EXERCICES:
1. Relevez dans le texte sur les croyances populaires tous les noms qu'il donne aux esprits, ces forces invisibles.
2. Poursuivez le texte sur les croyances populaires après sa dernière phrase.

TEXTE DE L'EXERCICE:
•••••

Croyances Populaires
Plusieurs croyances superstitieuses qui se retrouvent dans la communauté juive marocaine proviennent souvent d’un fonds culturel commun juif et musulman.
Les croyances populaires évoquent le mauvais œil, la présence d’Ogres (Afarit) et l’influence des esprits : les Djnoun (Mazikim chedid en hébreu), ou “gens d’en bas”, sont des forces invisibles qui peuvent se métamorphoser en animaux.
Ils sont doués d’ubiquité, sévissent dans l’obscurité et sont responsables des maladies des humains et de toutes sortes d’autres maux.
Pour s’en protéger, on peut avoir recours à des pratiques rituelles d’exorcisme : l’invocation de la protection des anges, l’astrologie. Les amulettes, contenant l’une des combinaisons du nom divin, sont aussi utilisées même si cet usage contrevient aux traditions religieuses. On profite également des pèlerinages sur les tombes des saints thaumaturges, pour implorer leur protection.

Des formules magiques sont utilisées pour protéger les accouchées et les nouveaux-nés, tout comme la cérémonie du fer lors des rituels de naissance.
La Khemsa (cinq en arabe) et le poisson constituent des symboles de fertilité et d’abondance, et de protection contre le mauvais oeil.
Le poisson, qui dans le traité talmudique Berakhot, échappe au mauvais œil grâce à la protection de l’eau, protégerait ainsi la descendance de Joseph.
Symbole de protection, la main associe ses vertus à celles du chiffre cinq dont la symbolique mystique se rattache aussi bien à la pensée de la Cabbale qu’au mysticisme musulman.

•••••

(Données de pointage de régions)
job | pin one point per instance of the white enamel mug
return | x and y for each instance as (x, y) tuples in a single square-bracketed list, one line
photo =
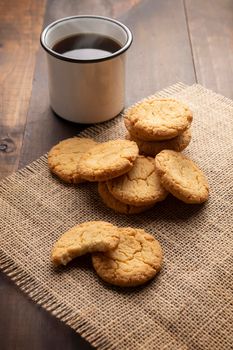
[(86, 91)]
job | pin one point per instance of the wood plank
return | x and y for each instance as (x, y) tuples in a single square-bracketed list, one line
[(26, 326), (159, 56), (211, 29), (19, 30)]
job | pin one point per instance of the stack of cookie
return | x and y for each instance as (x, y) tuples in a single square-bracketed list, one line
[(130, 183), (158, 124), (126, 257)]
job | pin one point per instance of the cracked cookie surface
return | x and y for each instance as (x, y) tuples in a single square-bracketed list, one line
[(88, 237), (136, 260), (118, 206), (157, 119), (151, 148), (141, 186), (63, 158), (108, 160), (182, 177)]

•••••

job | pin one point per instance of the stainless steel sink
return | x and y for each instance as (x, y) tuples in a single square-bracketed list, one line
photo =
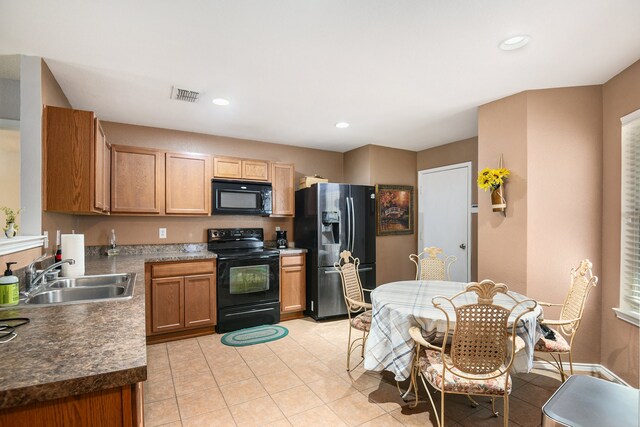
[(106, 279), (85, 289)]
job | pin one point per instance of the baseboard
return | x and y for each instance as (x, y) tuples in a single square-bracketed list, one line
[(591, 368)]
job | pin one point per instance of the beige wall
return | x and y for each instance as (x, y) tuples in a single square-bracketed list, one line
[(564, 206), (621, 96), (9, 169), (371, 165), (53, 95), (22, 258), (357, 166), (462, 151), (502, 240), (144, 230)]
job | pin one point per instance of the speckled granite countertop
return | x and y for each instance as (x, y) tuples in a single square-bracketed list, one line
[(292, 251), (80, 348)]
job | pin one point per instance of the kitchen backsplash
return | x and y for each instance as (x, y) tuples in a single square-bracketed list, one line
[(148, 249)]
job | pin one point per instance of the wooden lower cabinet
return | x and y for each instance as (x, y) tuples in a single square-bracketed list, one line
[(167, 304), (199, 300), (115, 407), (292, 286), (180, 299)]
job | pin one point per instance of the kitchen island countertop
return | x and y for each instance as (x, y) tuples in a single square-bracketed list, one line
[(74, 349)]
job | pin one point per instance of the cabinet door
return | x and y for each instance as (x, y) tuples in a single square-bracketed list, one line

•••••

CORRIGÉS:
1. Djnoun ; Mazikim chedid (en hébreu) ; « gens d'en bas ».

2.
En hébreu, la main se dit Yad qui fait référence à la Main de D. et à sa toute puissance. Ce motif peut être accompagné de lettres hébraïques qui forment le mot Chaddaï (nom de la Divinité protectrice et de sa toute puissance). La Maghen David (étoile de David) est aussi employée.



La main peut aussi être insérée dans des textes cabbalistiques pour protéger les lecteurs de tout péril, comme la maghen david.
Ces textes et leur combinaison, peuvent aussi faire appel, indépendamment de leurs motifs symboliques, à la protection des saints.
L’usage répandu du henné dans les traditions juives marocaines rappellent celles du monde musulman.



Le Henné, une poudre colorante jaune ou rouge provenant des feuilles séchées et pulvérisées, est censé protéger des démons et purifier le corps.
La cérémonie du henné occupe une place importante dans le mariage; la pâte de henné est placée sur les mains des mariés. Dans la vallée du Todra, pendant qu’on applique le henné au marié, on récite à trois reprises chacun des vers suivants :
Henné du Dra
Henné de la Montagne
On peint le marié
Qu’il ait des enfants
Qui auront la crainte de Dieu
La Srira était une amulette placée autour du poignet des fiancés, et ils la portaient du début des cérémonies jusqu’au jour de leur mariage. Elle contient du Hermel, (peganum harmala) très utilisé dans les fumigations et les lotions pour écarter les démons.
A Marrakech, la srira était mélangée à du sucre et placée dans le lit nuptial, afin que l’épouse soit douce envers son mari. A Settat, on y ajoutait du sel.
Les tamzwarat, des femmes plus âgées, reconnues pour leurs qualités personnelles, et leurs pouvoirs sur les forces obscures et les démons occupaient une place importante dans les rituels magiques.

Avec les amis du mari, islan, elles protègaient les mariés des démons et des influences du mauvais oeil durant la cérémonie de l’azmomeg et lors du bain rituel ou tebila. C’est une tamzwara qui entrait la première dans l’eau avant que ne s’immerge la mariée, pour faire fuir les démons.
A Amizmiz, dans le Haut-Atlas occidental, elle dirigeait aussi la cérémonie du nettoyage du blé, un rituel des communautés rurales avant le Protectorat français.
Les charmes et remèdes, tout comme le recours aux pèlerinages et aux visites chez les rabbins thaumaturges, sont aussi répandus pour lutter contre les maladies et la stérilité.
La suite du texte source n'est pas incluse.